> [Dataset]:
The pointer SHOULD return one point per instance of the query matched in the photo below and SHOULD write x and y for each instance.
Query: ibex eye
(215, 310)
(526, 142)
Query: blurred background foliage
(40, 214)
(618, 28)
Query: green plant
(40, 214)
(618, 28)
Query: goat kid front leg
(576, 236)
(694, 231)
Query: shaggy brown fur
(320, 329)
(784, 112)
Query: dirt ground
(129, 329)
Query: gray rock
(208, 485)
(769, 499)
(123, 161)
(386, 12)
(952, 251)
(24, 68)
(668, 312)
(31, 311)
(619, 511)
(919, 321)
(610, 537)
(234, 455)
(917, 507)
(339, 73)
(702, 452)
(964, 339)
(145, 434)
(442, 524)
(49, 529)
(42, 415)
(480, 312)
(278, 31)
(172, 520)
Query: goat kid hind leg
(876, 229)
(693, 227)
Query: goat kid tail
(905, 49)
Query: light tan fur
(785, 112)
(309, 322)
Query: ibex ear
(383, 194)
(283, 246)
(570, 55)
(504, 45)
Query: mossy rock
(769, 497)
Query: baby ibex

> [Activity]:
Produce a verbatim copy of each record above.

> [Answer box]:
The pointer SHOULD return one point per instance of the query matched in the photo below and SHOULD write x and y for each instance.
Query: ibex eye
(215, 310)
(526, 142)
Query: blurred background foliage
(40, 214)
(618, 28)
Query: green plant
(40, 214)
(618, 28)
Query: goat kid front leg
(576, 236)
(694, 231)
Query: shaggy brown fur
(320, 329)
(784, 112)
Query: dirt ground
(129, 329)
Query: gray rock
(208, 485)
(769, 499)
(123, 161)
(386, 12)
(952, 251)
(24, 68)
(668, 312)
(31, 311)
(619, 511)
(919, 321)
(610, 537)
(234, 455)
(917, 507)
(339, 73)
(702, 452)
(964, 339)
(145, 434)
(442, 524)
(49, 529)
(42, 415)
(480, 312)
(278, 31)
(172, 520)
Query: goat kid hind leg
(876, 229)
(693, 227)
Query: goat kid tail
(905, 49)
Query: light tan fur
(785, 112)
(309, 322)
Query: ibex ear
(383, 194)
(283, 246)
(570, 55)
(504, 45)
Query: mossy rock
(769, 497)
Query: baby ibex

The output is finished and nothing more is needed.